- **Supplied entries**:
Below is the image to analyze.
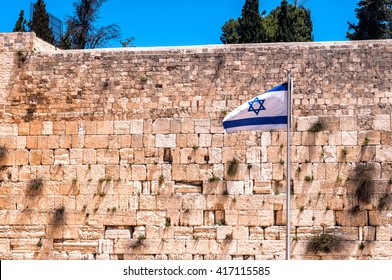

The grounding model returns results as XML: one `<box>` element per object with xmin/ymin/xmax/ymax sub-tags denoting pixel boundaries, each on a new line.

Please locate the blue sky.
<box><xmin>1</xmin><ymin>0</ymin><xmax>359</xmax><ymax>47</ymax></box>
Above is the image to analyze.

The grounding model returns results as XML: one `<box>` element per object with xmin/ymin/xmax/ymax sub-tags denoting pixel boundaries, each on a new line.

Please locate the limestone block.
<box><xmin>113</xmin><ymin>121</ymin><xmax>130</xmax><ymax>134</ymax></box>
<box><xmin>199</xmin><ymin>133</ymin><xmax>212</xmax><ymax>147</ymax></box>
<box><xmin>65</xmin><ymin>121</ymin><xmax>78</xmax><ymax>135</ymax></box>
<box><xmin>105</xmin><ymin>229</ymin><xmax>131</xmax><ymax>239</ymax></box>
<box><xmin>369</xmin><ymin>211</ymin><xmax>392</xmax><ymax>225</ymax></box>
<box><xmin>207</xmin><ymin>147</ymin><xmax>221</xmax><ymax>164</ymax></box>
<box><xmin>29</xmin><ymin>122</ymin><xmax>42</xmax><ymax>135</ymax></box>
<box><xmin>373</xmin><ymin>115</ymin><xmax>390</xmax><ymax>131</ymax></box>
<box><xmin>84</xmin><ymin>135</ymin><xmax>109</xmax><ymax>149</ymax></box>
<box><xmin>358</xmin><ymin>131</ymin><xmax>381</xmax><ymax>145</ymax></box>
<box><xmin>69</xmin><ymin>149</ymin><xmax>83</xmax><ymax>165</ymax></box>
<box><xmin>186</xmin><ymin>164</ymin><xmax>200</xmax><ymax>181</ymax></box>
<box><xmin>130</xmin><ymin>120</ymin><xmax>144</xmax><ymax>134</ymax></box>
<box><xmin>329</xmin><ymin>131</ymin><xmax>342</xmax><ymax>146</ymax></box>
<box><xmin>233</xmin><ymin>226</ymin><xmax>249</xmax><ymax>240</ymax></box>
<box><xmin>28</xmin><ymin>149</ymin><xmax>42</xmax><ymax>165</ymax></box>
<box><xmin>336</xmin><ymin>210</ymin><xmax>368</xmax><ymax>226</ymax></box>
<box><xmin>246</xmin><ymin>147</ymin><xmax>261</xmax><ymax>163</ymax></box>
<box><xmin>171</xmin><ymin>164</ymin><xmax>187</xmax><ymax>181</ymax></box>
<box><xmin>18</xmin><ymin>123</ymin><xmax>29</xmax><ymax>136</ymax></box>
<box><xmin>41</xmin><ymin>149</ymin><xmax>54</xmax><ymax>165</ymax></box>
<box><xmin>253</xmin><ymin>180</ymin><xmax>272</xmax><ymax>194</ymax></box>
<box><xmin>137</xmin><ymin>211</ymin><xmax>166</xmax><ymax>225</ymax></box>
<box><xmin>297</xmin><ymin>116</ymin><xmax>319</xmax><ymax>131</ymax></box>
<box><xmin>26</xmin><ymin>136</ymin><xmax>38</xmax><ymax>149</ymax></box>
<box><xmin>47</xmin><ymin>135</ymin><xmax>59</xmax><ymax>149</ymax></box>
<box><xmin>174</xmin><ymin>226</ymin><xmax>193</xmax><ymax>239</ymax></box>
<box><xmin>156</xmin><ymin>134</ymin><xmax>176</xmax><ymax>148</ymax></box>
<box><xmin>236</xmin><ymin>240</ymin><xmax>262</xmax><ymax>255</ymax></box>
<box><xmin>97</xmin><ymin>121</ymin><xmax>113</xmax><ymax>135</ymax></box>
<box><xmin>96</xmin><ymin>149</ymin><xmax>119</xmax><ymax>165</ymax></box>
<box><xmin>193</xmin><ymin>226</ymin><xmax>216</xmax><ymax>239</ymax></box>
<box><xmin>131</xmin><ymin>165</ymin><xmax>147</xmax><ymax>180</ymax></box>
<box><xmin>83</xmin><ymin>149</ymin><xmax>96</xmax><ymax>164</ymax></box>
<box><xmin>41</xmin><ymin>121</ymin><xmax>53</xmax><ymax>135</ymax></box>
<box><xmin>375</xmin><ymin>145</ymin><xmax>392</xmax><ymax>162</ymax></box>
<box><xmin>180</xmin><ymin>119</ymin><xmax>195</xmax><ymax>134</ymax></box>
<box><xmin>315</xmin><ymin>131</ymin><xmax>329</xmax><ymax>145</ymax></box>
<box><xmin>323</xmin><ymin>146</ymin><xmax>336</xmax><ymax>162</ymax></box>
<box><xmin>15</xmin><ymin>150</ymin><xmax>29</xmax><ymax>165</ymax></box>
<box><xmin>152</xmin><ymin>118</ymin><xmax>171</xmax><ymax>134</ymax></box>
<box><xmin>194</xmin><ymin>119</ymin><xmax>210</xmax><ymax>133</ymax></box>
<box><xmin>376</xmin><ymin>225</ymin><xmax>392</xmax><ymax>241</ymax></box>
<box><xmin>340</xmin><ymin>116</ymin><xmax>357</xmax><ymax>131</ymax></box>
<box><xmin>341</xmin><ymin>131</ymin><xmax>358</xmax><ymax>145</ymax></box>
<box><xmin>227</xmin><ymin>181</ymin><xmax>244</xmax><ymax>195</ymax></box>
<box><xmin>170</xmin><ymin>119</ymin><xmax>181</xmax><ymax>134</ymax></box>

- **Instructions to follow**: Output each record above exactly as written. Skip any pictures.

- **Exercise output**:
Below is the image to analyze.

The grounding model returns results as XML: one `<box>` element per object with xmin/ymin/xmax/ymax sub-tags denoting pixel boundaries, each on a new line.

Please locate the blue sky.
<box><xmin>1</xmin><ymin>0</ymin><xmax>359</xmax><ymax>47</ymax></box>
Above is the image to analyze.

The grounding model returns results as XML: one `<box>` element per object with xmin/ymin/xmax/ymax sub-tags denoting pixel boundaries, each on a new line.

Please locate the limestone block.
<box><xmin>113</xmin><ymin>121</ymin><xmax>130</xmax><ymax>134</ymax></box>
<box><xmin>199</xmin><ymin>133</ymin><xmax>212</xmax><ymax>147</ymax></box>
<box><xmin>65</xmin><ymin>121</ymin><xmax>78</xmax><ymax>135</ymax></box>
<box><xmin>105</xmin><ymin>229</ymin><xmax>131</xmax><ymax>239</ymax></box>
<box><xmin>369</xmin><ymin>211</ymin><xmax>392</xmax><ymax>225</ymax></box>
<box><xmin>207</xmin><ymin>147</ymin><xmax>221</xmax><ymax>164</ymax></box>
<box><xmin>29</xmin><ymin>122</ymin><xmax>42</xmax><ymax>135</ymax></box>
<box><xmin>373</xmin><ymin>115</ymin><xmax>390</xmax><ymax>131</ymax></box>
<box><xmin>84</xmin><ymin>135</ymin><xmax>109</xmax><ymax>149</ymax></box>
<box><xmin>358</xmin><ymin>131</ymin><xmax>381</xmax><ymax>145</ymax></box>
<box><xmin>69</xmin><ymin>149</ymin><xmax>83</xmax><ymax>165</ymax></box>
<box><xmin>186</xmin><ymin>164</ymin><xmax>200</xmax><ymax>181</ymax></box>
<box><xmin>130</xmin><ymin>120</ymin><xmax>144</xmax><ymax>134</ymax></box>
<box><xmin>329</xmin><ymin>131</ymin><xmax>342</xmax><ymax>146</ymax></box>
<box><xmin>233</xmin><ymin>226</ymin><xmax>249</xmax><ymax>240</ymax></box>
<box><xmin>28</xmin><ymin>149</ymin><xmax>42</xmax><ymax>165</ymax></box>
<box><xmin>336</xmin><ymin>210</ymin><xmax>368</xmax><ymax>226</ymax></box>
<box><xmin>246</xmin><ymin>147</ymin><xmax>261</xmax><ymax>163</ymax></box>
<box><xmin>171</xmin><ymin>164</ymin><xmax>187</xmax><ymax>181</ymax></box>
<box><xmin>18</xmin><ymin>123</ymin><xmax>29</xmax><ymax>136</ymax></box>
<box><xmin>41</xmin><ymin>149</ymin><xmax>54</xmax><ymax>165</ymax></box>
<box><xmin>253</xmin><ymin>180</ymin><xmax>272</xmax><ymax>194</ymax></box>
<box><xmin>137</xmin><ymin>211</ymin><xmax>166</xmax><ymax>225</ymax></box>
<box><xmin>297</xmin><ymin>116</ymin><xmax>319</xmax><ymax>131</ymax></box>
<box><xmin>26</xmin><ymin>136</ymin><xmax>38</xmax><ymax>149</ymax></box>
<box><xmin>47</xmin><ymin>135</ymin><xmax>59</xmax><ymax>149</ymax></box>
<box><xmin>174</xmin><ymin>226</ymin><xmax>193</xmax><ymax>239</ymax></box>
<box><xmin>156</xmin><ymin>134</ymin><xmax>176</xmax><ymax>148</ymax></box>
<box><xmin>236</xmin><ymin>240</ymin><xmax>262</xmax><ymax>255</ymax></box>
<box><xmin>97</xmin><ymin>121</ymin><xmax>113</xmax><ymax>135</ymax></box>
<box><xmin>96</xmin><ymin>149</ymin><xmax>119</xmax><ymax>165</ymax></box>
<box><xmin>193</xmin><ymin>226</ymin><xmax>216</xmax><ymax>239</ymax></box>
<box><xmin>131</xmin><ymin>165</ymin><xmax>147</xmax><ymax>180</ymax></box>
<box><xmin>83</xmin><ymin>149</ymin><xmax>96</xmax><ymax>164</ymax></box>
<box><xmin>41</xmin><ymin>121</ymin><xmax>53</xmax><ymax>135</ymax></box>
<box><xmin>375</xmin><ymin>145</ymin><xmax>392</xmax><ymax>162</ymax></box>
<box><xmin>180</xmin><ymin>119</ymin><xmax>195</xmax><ymax>134</ymax></box>
<box><xmin>315</xmin><ymin>131</ymin><xmax>329</xmax><ymax>145</ymax></box>
<box><xmin>323</xmin><ymin>146</ymin><xmax>336</xmax><ymax>162</ymax></box>
<box><xmin>15</xmin><ymin>150</ymin><xmax>29</xmax><ymax>165</ymax></box>
<box><xmin>152</xmin><ymin>118</ymin><xmax>171</xmax><ymax>134</ymax></box>
<box><xmin>194</xmin><ymin>119</ymin><xmax>210</xmax><ymax>133</ymax></box>
<box><xmin>376</xmin><ymin>225</ymin><xmax>392</xmax><ymax>241</ymax></box>
<box><xmin>340</xmin><ymin>116</ymin><xmax>357</xmax><ymax>131</ymax></box>
<box><xmin>341</xmin><ymin>131</ymin><xmax>358</xmax><ymax>145</ymax></box>
<box><xmin>227</xmin><ymin>181</ymin><xmax>244</xmax><ymax>195</ymax></box>
<box><xmin>170</xmin><ymin>119</ymin><xmax>181</xmax><ymax>134</ymax></box>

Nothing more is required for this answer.